--- start ---

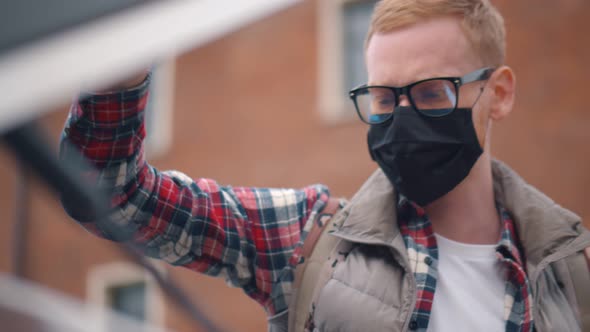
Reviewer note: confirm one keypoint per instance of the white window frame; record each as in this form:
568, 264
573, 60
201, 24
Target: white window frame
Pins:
104, 277
161, 109
334, 105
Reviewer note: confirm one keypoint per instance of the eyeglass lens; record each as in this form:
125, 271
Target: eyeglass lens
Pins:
432, 98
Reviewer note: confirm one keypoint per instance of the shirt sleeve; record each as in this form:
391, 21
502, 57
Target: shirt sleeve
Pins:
246, 234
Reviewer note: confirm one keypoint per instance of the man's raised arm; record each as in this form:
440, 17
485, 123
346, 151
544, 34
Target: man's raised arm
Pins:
245, 234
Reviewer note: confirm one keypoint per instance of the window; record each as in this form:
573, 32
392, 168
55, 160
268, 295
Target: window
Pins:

--- end ---

* **SET TASK**
Copy all the records above in full, requests included, and add -21 to every coordinate listed under "Pins:" while leaving the sample coordinates in the requests unchanged. Leave the picture out.

* **TASK RESPONSE**
Reviewer note: confirm one keypoint per instance of the white window frame; record each as in this form:
568, 264
573, 60
201, 24
Target: white window frame
Pins:
83, 256
140, 88
313, 84
Reviewer note: confirm one keypoint per instance of the eyeglass lens; record each as in this form:
125, 271
Target: eyeglass lens
Pins:
411, 77
Reviewer note: confirm one keypoint per instance of the shirt sleeve; record each as in this form:
391, 21
502, 57
Target: shirt sleeve
Pins:
225, 213
Reviewer note: confirm one keypoint per instance of the man's raised arm; record each as in this form:
440, 17
485, 123
346, 151
544, 34
Target: man's raised arm
Pins:
224, 213
Reviewer note: confirm one keypoint per instance of the window; record each as in this form:
573, 32
392, 168
55, 160
268, 295
Target: window
Pins:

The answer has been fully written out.